## What you have to do
Please pick out every line in the rows below that contains the string "floor", and copy each of those lines.

START Data for processing

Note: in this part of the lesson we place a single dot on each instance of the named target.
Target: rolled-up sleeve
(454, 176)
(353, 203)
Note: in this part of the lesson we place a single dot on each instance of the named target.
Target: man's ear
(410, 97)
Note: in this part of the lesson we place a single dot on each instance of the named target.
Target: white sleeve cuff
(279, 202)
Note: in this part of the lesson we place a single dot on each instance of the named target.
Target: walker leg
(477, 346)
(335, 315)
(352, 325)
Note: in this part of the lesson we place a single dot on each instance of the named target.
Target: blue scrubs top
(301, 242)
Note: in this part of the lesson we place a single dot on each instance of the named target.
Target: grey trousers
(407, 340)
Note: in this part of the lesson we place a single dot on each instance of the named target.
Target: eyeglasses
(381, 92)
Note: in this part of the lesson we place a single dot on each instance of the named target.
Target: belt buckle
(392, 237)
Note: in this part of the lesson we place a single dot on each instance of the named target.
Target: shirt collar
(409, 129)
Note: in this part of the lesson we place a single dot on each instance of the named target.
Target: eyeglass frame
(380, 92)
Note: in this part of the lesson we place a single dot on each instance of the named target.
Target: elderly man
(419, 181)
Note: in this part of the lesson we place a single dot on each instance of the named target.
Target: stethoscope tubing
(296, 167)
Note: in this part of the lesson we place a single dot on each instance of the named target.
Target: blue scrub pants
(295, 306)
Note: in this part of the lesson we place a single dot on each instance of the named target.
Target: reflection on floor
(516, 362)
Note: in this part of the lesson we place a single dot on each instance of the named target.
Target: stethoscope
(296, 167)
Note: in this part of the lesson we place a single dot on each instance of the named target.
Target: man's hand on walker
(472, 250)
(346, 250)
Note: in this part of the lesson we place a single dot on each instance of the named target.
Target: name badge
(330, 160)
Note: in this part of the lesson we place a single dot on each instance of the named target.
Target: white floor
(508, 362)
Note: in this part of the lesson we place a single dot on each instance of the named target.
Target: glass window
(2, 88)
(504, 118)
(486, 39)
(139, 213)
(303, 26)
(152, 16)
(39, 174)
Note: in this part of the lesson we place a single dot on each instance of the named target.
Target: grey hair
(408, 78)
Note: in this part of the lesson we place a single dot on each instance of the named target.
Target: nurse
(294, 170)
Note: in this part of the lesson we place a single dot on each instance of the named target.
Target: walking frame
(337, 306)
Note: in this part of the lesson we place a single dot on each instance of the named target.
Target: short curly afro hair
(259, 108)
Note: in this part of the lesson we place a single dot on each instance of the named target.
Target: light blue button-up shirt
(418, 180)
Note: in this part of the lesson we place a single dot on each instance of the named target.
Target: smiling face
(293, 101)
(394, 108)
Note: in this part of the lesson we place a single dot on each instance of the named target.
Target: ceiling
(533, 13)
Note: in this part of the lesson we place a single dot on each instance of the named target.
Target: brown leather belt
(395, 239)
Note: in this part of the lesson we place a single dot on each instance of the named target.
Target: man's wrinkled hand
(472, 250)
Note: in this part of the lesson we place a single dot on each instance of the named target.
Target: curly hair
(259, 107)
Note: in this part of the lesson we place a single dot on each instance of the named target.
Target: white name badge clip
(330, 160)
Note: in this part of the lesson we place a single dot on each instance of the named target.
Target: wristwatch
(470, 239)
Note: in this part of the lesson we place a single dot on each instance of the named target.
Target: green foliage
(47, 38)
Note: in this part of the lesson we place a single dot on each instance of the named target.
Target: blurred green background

END Data for processing

## Solution to this task
Target: reflection on floor
Target: white floor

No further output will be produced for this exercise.